§ SHORT TASK
Can you reproduce the entire listing below word for word?

· · · ·

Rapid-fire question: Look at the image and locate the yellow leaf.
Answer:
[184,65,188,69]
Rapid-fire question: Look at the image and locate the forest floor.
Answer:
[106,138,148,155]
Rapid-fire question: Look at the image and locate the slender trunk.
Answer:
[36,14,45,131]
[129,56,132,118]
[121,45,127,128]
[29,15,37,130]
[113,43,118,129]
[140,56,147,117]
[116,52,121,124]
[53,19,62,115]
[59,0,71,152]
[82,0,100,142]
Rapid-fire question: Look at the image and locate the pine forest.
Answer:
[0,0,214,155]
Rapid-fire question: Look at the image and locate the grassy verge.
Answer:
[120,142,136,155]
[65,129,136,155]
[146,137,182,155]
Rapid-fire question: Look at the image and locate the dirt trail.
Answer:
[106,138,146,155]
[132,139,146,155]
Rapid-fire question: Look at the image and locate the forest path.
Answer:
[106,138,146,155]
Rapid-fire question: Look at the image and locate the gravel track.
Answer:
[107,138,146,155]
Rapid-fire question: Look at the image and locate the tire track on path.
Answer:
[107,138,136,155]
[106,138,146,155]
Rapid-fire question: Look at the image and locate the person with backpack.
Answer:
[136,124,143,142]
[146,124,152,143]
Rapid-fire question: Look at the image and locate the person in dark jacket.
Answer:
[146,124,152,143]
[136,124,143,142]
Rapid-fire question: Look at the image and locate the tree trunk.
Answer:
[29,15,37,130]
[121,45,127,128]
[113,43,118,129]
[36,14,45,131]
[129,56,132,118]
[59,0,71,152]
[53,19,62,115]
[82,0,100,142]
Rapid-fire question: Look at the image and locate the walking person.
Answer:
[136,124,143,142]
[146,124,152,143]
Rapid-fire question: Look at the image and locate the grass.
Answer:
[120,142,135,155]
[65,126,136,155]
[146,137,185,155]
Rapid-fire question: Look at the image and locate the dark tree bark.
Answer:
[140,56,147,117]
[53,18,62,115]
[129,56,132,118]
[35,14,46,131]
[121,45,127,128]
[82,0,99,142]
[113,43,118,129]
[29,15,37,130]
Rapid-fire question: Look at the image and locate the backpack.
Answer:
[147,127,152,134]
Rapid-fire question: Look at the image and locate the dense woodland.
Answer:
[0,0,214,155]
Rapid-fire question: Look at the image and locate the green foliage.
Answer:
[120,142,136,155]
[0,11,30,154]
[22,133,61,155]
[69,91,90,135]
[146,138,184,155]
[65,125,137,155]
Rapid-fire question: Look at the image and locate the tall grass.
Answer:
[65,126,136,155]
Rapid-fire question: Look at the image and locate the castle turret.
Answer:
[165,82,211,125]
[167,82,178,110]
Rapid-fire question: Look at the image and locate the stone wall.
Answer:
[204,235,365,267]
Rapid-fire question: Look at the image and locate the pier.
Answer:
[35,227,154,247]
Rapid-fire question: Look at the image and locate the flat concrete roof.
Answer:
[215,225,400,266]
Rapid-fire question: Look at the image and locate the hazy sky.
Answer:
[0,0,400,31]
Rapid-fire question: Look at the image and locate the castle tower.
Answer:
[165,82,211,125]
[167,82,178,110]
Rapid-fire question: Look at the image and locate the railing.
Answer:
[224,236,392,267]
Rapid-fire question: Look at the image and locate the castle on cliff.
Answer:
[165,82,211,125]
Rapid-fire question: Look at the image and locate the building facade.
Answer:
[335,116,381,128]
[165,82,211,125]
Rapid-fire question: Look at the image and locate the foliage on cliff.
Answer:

· · · ·

§ SOLVED EXERCISE
Rapid-fire question: Look at the image and locate the yellow leaf.
Answer:
[184,65,188,69]
Rapid-fire question: Look at the image and locate the forest floor.
Answer:
[106,138,148,155]
Rapid-fire question: Look at the image and locate the slender trunk.
Answer:
[36,14,45,131]
[129,56,132,118]
[121,45,127,128]
[29,15,37,130]
[113,43,118,129]
[140,56,147,117]
[116,52,121,124]
[53,19,62,115]
[59,0,71,152]
[82,0,100,142]
Rapid-fire question: Look at the image and locate the pine forest.
Answer:
[0,0,214,155]
Rapid-fire question: Look at the image and locate the grassy verge.
Answer:
[120,142,136,155]
[65,129,136,155]
[146,137,182,155]
Rapid-fire question: Look at the image and locate the dirt trail.
Answer:
[106,138,146,155]
[132,139,146,155]
Rapid-fire question: Look at the image and locate the forest path.
Answer:
[106,138,146,155]
Rapid-fire question: Look at the image and locate the gravel track.
Answer:
[107,138,146,155]
Rapid-fire question: Look at the image and locate the tire track on path.
Answer:
[107,138,136,155]
[106,138,146,155]
Rapid-fire question: Look at the image and locate the person with backpack.
Answer:
[136,124,143,142]
[146,124,152,143]
Rapid-fire question: Look at the image and locate the person in dark jacket.
Answer:
[146,124,152,143]
[136,124,143,142]
Rapid-fire question: Look at the image and locate the tree trunk.
Answer:
[29,15,37,130]
[121,45,127,128]
[113,43,118,129]
[36,14,45,131]
[129,56,132,118]
[59,0,71,152]
[53,19,62,115]
[82,0,100,142]
Rapid-fire question: Look at the image and locate the walking person.
Answer:
[136,124,143,142]
[146,124,152,143]
Rapid-fire question: Look at the image and locate the grass.
Answer:
[120,142,135,155]
[65,126,136,155]
[146,137,185,155]
Rapid-fire question: Look at the image and locate the dark tree bark.
Answer:
[140,56,147,117]
[53,18,62,115]
[129,56,132,118]
[35,14,46,131]
[121,45,127,128]
[82,0,99,142]
[113,43,118,129]
[29,15,37,130]
Rapid-fire question: Look at the image and locate the backpack.
Answer:
[147,127,152,134]
Rapid-fire question: Look at the image and locate the dense woodland.
Answer:
[0,0,214,155]
Rapid-fire question: Look at the image and locate the green foliage.
Answer:
[120,142,136,155]
[0,11,30,154]
[22,133,61,155]
[69,91,90,135]
[146,138,184,155]
[65,125,137,155]
Rapid-fire question: Look at the image and locate the tall grass.
Answer:
[65,126,136,155]
Rapid-fire question: Look at the image and locate the castle turret.
Answer:
[165,82,211,125]
[167,82,178,110]
Rapid-fire question: Look at the image and locate the stone wall.
Answer:
[204,235,365,267]
Rapid-fire question: Look at the image and locate the pier.
Answer:
[35,227,154,247]
Rapid-fire question: Look at the image and locate the flat concrete roof.
Answer:
[215,225,400,266]
Rapid-fire question: Look at the image and locate the hazy sky.
Answer:
[0,0,400,31]
Rapid-fire question: Look at the image and locate the castle tower.
Answer:
[165,82,211,125]
[167,82,178,110]
Rapid-fire question: Look at the image and locate the railing.
Answer:
[224,236,392,267]
Rapid-fire question: Look at the image and locate the castle on cliff.
Answer:
[165,82,211,125]
Rapid-fire question: Look at the image and locate the building facade.
Answer:
[335,116,381,128]
[165,82,211,125]
Rapid-fire question: Look at the image and locate the foliage on cliff.
Answer:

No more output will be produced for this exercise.